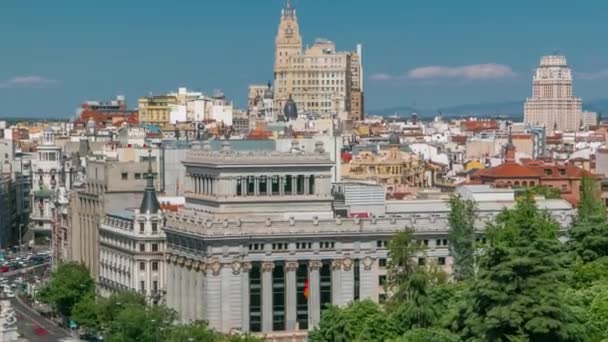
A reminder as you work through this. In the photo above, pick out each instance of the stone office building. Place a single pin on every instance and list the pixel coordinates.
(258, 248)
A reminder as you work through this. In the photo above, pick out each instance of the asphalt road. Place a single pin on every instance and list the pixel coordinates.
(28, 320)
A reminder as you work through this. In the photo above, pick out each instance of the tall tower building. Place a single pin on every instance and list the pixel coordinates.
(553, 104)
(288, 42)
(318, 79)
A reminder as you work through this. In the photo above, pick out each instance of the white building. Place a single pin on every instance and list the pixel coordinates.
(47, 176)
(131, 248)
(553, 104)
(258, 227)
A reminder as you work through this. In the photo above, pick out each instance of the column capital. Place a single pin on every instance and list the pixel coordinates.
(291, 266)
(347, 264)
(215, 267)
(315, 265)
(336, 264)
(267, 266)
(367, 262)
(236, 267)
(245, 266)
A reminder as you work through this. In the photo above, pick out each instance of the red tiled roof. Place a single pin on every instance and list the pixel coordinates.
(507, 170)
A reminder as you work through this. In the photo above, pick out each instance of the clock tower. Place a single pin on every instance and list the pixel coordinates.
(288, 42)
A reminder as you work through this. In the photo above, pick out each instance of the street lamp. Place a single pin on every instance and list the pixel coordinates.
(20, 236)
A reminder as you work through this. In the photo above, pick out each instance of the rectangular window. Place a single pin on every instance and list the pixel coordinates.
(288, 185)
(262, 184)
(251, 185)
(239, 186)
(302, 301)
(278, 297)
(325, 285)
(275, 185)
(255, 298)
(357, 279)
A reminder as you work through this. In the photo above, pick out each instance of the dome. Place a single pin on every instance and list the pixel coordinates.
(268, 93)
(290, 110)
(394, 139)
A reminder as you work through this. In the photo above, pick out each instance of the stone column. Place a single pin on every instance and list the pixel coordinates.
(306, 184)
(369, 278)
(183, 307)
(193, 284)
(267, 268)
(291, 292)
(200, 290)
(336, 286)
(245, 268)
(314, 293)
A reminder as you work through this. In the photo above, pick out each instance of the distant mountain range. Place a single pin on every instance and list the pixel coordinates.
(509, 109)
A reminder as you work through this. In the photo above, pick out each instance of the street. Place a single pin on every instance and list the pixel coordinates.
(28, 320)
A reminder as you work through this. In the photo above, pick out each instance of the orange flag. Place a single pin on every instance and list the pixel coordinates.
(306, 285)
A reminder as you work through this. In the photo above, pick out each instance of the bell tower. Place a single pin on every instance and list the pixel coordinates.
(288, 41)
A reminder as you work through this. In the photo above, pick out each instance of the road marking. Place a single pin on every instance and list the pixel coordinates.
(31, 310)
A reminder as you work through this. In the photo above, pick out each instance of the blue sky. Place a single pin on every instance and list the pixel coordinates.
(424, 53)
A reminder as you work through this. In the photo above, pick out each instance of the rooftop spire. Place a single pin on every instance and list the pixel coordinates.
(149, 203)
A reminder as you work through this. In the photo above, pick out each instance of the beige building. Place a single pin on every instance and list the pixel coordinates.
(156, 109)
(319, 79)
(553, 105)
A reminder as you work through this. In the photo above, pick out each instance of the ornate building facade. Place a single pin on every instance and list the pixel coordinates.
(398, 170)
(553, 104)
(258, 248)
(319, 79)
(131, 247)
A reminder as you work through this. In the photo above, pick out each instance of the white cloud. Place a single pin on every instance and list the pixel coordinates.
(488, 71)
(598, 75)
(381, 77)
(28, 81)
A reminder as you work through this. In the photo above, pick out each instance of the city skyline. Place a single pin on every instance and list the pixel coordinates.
------
(STATED TASK):
Rewrite as a numbered list every line beginning with the one that contains "of the rooftop" and continuing through the final line of the entries, omitting any blank lines.

(RESPONSE TO THIS EXERCISE):
1. A reminder as you work through this. In the photo above, pick out each instance of the rooftop spire. Place a single pin on every instance and list the pixel coordinates.
2. (149, 203)
3. A reminder as you work through this. In the photo above, pick out each instance of the beige building. Place a single pin on every instance and list the pixel coordinates.
4. (156, 109)
5. (319, 79)
6. (553, 105)
7. A reminder as you work through this. In the photo above, pick out each instance of the ornate building facade. Place a single pin on every instance and list the pixel coordinates.
8. (398, 170)
9. (553, 104)
10. (258, 248)
11. (319, 79)
12. (131, 247)
13. A reminder as you work through this. In the photo above, pick out each instance of the white cloud. Place a single pin on every instance and list the pixel coordinates.
14. (488, 71)
15. (598, 75)
16. (381, 77)
17. (28, 81)
18. A reminder as you work through this. In the photo above, pick out each instance of the city skyline. Place a single pin on every instance and list the pixel coordinates.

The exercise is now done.